**Written request:**
Reproduce every one of the following records word for word, leaving out the pictures.

[Available data start]

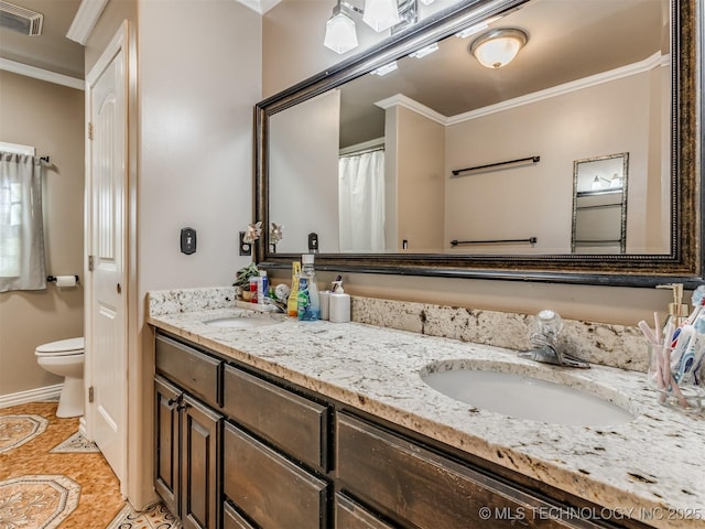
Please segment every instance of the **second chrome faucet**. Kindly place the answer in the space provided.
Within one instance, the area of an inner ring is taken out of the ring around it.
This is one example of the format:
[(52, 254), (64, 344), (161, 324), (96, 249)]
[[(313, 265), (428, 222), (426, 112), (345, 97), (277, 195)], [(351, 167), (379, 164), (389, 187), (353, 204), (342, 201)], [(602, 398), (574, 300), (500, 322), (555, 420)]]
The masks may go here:
[(563, 320), (556, 312), (543, 310), (534, 317), (535, 330), (530, 338), (533, 348), (520, 352), (521, 358), (564, 367), (590, 367), (587, 361), (564, 353), (557, 346), (556, 338), (563, 330)]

[Available data end]

**The output:**
Please segment every instance of the **second chrome faucet**. Kindly place the answer in the space provided.
Within one instance, the area of an inner ring is taken out of the ring around it.
This is one example of the format:
[(52, 254), (64, 344), (161, 324), (96, 249)]
[[(313, 265), (428, 222), (426, 112), (345, 97), (277, 195)], [(351, 167), (379, 164), (389, 187), (353, 204), (342, 201)], [(602, 398), (574, 300), (500, 322), (555, 420)]]
The masks may go here:
[(563, 320), (556, 312), (543, 310), (534, 317), (535, 330), (530, 338), (533, 348), (520, 352), (521, 358), (564, 367), (590, 367), (587, 361), (564, 353), (557, 346), (556, 338), (563, 330)]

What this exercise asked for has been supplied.